| ASSIGNMENT |
Please find how many lines of the data contain the string "below", and respond with that number only.

+++

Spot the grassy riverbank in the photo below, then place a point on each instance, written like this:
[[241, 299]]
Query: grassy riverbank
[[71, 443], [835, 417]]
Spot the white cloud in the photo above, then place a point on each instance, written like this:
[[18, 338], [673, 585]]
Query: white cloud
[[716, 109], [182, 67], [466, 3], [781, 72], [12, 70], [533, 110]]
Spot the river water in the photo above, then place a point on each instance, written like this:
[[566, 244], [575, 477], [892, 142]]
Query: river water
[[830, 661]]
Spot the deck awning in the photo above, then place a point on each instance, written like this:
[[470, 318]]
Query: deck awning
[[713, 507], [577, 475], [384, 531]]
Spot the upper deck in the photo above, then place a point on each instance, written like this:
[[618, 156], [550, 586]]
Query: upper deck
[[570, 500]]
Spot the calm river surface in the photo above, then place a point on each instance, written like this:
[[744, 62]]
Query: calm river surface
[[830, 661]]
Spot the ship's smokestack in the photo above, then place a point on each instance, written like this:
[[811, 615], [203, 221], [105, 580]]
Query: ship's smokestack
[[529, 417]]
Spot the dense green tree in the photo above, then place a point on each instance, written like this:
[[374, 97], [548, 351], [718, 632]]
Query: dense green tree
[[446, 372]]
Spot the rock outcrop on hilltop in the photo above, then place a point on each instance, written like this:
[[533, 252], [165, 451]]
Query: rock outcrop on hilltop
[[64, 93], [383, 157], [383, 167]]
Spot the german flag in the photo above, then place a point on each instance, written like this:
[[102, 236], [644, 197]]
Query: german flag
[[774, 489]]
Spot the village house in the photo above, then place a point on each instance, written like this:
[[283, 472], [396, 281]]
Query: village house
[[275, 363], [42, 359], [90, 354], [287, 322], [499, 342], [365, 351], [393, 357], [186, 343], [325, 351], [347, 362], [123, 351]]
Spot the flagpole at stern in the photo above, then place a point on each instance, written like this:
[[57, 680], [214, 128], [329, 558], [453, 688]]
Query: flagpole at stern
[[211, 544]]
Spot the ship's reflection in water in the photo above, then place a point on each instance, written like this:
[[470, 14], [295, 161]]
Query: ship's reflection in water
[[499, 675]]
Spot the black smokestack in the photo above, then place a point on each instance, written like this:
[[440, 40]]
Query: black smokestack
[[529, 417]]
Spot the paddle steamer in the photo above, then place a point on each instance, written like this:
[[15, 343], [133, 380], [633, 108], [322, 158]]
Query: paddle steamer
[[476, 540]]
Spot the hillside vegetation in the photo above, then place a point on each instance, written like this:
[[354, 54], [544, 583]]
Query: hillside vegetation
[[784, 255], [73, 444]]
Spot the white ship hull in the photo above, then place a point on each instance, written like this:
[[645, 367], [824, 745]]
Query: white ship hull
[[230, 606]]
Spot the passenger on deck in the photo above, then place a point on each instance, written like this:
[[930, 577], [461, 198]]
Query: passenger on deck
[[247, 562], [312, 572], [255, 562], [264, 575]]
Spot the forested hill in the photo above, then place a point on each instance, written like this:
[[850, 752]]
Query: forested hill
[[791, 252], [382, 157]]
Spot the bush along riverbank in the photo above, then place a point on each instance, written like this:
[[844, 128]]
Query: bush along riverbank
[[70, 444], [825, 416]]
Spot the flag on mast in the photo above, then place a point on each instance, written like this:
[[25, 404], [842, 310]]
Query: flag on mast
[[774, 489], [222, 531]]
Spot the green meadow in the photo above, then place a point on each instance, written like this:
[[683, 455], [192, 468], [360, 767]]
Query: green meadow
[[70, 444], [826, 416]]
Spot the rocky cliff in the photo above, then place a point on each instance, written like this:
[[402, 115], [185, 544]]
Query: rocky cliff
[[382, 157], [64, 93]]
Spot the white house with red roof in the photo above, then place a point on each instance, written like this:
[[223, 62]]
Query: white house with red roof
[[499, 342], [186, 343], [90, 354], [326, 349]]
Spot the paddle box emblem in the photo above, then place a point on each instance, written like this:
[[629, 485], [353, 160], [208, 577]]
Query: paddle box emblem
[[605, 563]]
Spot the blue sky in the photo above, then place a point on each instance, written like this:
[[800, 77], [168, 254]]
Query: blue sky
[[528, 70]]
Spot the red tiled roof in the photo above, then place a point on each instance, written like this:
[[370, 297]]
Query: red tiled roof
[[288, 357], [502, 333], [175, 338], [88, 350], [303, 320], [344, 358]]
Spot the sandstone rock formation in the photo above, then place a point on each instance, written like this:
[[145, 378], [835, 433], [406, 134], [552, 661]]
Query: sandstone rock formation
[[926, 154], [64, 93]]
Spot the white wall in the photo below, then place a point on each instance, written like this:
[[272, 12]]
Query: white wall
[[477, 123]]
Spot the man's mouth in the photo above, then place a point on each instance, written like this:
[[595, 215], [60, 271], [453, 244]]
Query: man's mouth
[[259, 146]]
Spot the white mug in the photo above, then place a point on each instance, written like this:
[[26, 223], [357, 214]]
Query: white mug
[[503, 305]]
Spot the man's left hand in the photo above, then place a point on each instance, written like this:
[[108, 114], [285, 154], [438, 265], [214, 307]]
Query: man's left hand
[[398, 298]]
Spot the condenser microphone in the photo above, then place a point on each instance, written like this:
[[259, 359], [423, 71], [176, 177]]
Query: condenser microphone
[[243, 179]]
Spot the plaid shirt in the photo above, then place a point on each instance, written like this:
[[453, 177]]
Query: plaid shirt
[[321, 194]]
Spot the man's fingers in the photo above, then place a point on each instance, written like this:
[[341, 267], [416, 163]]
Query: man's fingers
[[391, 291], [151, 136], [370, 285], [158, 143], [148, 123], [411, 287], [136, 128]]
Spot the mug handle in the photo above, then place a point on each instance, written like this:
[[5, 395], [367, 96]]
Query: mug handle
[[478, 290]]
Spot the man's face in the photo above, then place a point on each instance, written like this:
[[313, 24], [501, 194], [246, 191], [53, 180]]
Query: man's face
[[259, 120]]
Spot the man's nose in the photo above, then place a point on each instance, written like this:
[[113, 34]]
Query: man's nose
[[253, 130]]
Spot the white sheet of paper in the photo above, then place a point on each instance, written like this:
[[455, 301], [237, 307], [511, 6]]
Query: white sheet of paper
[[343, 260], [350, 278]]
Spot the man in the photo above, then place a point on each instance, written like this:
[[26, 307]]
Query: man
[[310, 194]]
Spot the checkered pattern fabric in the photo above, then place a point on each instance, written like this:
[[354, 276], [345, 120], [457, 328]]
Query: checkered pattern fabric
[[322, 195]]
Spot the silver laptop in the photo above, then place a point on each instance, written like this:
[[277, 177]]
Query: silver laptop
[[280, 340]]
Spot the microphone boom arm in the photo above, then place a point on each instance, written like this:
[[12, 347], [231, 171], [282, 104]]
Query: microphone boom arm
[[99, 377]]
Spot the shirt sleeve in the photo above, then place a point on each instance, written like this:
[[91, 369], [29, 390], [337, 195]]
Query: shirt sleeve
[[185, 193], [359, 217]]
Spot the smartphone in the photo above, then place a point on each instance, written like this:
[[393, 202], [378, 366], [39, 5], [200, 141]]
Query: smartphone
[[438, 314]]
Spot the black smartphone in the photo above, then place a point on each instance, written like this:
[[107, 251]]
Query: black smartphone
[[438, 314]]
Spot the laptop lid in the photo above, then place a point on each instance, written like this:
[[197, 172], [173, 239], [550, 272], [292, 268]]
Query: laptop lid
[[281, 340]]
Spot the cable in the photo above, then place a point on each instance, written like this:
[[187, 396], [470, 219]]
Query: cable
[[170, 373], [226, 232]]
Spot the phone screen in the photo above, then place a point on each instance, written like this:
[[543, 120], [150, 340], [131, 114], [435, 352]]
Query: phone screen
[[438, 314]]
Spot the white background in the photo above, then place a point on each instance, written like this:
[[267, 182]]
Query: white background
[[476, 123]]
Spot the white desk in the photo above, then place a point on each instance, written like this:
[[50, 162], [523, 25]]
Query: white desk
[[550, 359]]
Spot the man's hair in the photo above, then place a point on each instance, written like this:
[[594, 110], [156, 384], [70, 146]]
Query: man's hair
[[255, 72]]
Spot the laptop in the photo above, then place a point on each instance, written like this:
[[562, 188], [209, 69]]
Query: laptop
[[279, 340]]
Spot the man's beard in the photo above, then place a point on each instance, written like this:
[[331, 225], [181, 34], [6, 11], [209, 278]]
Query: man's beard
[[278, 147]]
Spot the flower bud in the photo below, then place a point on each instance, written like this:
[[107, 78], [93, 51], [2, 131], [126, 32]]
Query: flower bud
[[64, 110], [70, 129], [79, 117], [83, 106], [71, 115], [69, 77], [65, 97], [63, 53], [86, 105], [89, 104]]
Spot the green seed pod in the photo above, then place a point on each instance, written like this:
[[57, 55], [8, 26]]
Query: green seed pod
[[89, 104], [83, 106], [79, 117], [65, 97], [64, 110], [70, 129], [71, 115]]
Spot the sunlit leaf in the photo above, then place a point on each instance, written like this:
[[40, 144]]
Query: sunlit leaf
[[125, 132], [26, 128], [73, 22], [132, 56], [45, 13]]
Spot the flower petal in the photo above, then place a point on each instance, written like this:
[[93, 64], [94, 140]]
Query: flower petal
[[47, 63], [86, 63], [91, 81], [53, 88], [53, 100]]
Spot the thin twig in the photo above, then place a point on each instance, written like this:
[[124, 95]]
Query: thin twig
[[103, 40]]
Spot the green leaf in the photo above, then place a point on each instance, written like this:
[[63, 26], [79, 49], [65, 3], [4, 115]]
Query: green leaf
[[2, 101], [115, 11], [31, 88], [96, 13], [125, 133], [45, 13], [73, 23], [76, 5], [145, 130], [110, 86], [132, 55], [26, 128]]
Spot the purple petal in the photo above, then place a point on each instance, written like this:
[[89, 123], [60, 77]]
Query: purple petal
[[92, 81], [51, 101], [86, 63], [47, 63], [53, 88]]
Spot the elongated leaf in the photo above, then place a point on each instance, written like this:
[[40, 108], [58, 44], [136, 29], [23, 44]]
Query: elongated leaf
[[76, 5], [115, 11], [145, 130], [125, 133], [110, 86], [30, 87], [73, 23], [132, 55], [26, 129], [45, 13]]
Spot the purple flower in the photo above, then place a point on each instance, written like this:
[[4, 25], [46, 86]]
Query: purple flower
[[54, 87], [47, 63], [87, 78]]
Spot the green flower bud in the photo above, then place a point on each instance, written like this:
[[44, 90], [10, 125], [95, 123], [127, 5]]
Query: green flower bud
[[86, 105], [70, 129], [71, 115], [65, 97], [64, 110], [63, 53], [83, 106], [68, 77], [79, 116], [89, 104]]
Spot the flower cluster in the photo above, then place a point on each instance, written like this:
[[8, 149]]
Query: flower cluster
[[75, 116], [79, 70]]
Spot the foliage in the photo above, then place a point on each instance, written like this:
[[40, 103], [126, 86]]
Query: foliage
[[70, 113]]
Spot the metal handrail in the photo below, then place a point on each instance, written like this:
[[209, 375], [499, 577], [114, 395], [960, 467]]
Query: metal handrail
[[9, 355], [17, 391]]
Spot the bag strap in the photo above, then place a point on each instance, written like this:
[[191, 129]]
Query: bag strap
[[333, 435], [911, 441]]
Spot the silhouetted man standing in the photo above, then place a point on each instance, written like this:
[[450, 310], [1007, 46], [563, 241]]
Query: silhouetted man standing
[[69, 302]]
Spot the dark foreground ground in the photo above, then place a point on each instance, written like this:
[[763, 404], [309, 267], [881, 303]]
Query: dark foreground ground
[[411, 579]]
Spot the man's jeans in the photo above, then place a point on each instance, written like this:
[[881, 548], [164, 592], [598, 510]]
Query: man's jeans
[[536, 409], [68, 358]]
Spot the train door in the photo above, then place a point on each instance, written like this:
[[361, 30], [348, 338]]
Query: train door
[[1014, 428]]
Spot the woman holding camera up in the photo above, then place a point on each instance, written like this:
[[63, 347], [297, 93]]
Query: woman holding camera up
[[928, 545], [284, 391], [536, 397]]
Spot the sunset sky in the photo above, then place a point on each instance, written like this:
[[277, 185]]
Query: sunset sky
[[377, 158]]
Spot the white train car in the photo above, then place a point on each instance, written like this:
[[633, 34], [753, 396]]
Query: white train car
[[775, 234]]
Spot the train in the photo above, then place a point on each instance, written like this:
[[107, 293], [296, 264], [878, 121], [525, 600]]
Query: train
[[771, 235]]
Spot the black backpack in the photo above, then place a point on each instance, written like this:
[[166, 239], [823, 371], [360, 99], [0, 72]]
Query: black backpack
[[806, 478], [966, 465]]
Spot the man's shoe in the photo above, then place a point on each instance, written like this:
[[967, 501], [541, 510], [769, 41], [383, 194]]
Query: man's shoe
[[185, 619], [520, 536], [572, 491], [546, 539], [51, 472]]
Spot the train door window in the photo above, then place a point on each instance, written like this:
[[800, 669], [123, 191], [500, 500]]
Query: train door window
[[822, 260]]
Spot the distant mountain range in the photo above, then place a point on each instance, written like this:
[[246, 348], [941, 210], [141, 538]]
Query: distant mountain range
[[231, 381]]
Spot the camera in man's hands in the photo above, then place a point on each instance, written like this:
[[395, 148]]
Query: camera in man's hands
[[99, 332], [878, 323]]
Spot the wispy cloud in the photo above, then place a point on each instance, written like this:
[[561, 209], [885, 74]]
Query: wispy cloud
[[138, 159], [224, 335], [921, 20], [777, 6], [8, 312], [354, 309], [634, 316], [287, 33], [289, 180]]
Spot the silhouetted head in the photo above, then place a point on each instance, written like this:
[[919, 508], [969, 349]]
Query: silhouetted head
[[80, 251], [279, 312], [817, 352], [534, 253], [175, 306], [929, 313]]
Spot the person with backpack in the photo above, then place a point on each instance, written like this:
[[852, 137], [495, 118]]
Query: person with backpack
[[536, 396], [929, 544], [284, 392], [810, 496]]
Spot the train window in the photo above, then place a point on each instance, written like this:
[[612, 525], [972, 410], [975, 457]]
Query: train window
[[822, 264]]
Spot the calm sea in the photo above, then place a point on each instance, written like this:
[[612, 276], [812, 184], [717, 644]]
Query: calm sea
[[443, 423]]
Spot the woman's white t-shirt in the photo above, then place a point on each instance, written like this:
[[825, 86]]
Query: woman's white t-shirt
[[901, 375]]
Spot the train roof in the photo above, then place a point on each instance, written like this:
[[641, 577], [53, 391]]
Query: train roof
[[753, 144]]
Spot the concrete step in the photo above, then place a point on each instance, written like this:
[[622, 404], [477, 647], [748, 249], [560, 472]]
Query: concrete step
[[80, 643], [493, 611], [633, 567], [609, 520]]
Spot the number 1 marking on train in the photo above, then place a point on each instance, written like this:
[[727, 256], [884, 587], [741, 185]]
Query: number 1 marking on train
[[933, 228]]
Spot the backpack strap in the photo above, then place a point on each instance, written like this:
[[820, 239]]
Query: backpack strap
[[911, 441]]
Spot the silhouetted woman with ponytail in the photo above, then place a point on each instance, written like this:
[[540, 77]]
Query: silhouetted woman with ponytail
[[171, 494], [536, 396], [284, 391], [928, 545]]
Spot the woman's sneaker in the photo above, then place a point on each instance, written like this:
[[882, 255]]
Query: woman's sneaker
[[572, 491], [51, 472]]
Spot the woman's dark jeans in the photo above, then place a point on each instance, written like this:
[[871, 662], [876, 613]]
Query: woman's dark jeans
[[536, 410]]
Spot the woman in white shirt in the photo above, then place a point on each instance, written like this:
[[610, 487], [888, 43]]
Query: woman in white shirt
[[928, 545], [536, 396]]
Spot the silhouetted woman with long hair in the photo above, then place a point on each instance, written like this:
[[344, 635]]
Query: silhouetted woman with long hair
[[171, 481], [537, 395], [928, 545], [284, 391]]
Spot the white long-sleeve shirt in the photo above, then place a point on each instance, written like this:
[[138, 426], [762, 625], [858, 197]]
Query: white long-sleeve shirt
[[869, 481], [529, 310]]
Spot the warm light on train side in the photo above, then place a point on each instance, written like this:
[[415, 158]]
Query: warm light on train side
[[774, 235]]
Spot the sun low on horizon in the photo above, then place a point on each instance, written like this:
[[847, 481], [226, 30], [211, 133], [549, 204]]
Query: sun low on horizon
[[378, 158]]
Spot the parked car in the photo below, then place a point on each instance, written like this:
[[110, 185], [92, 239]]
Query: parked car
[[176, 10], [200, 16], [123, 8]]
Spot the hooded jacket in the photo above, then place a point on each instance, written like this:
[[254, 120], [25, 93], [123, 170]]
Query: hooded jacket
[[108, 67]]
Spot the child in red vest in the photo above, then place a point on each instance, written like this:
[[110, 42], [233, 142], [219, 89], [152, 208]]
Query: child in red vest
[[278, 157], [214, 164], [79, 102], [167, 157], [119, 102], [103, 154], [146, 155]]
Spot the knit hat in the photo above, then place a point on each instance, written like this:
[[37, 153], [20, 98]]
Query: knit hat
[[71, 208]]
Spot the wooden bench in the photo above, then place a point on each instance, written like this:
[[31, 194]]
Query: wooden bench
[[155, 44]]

+++

| SOLUTION TO THIS EXERCISE |
5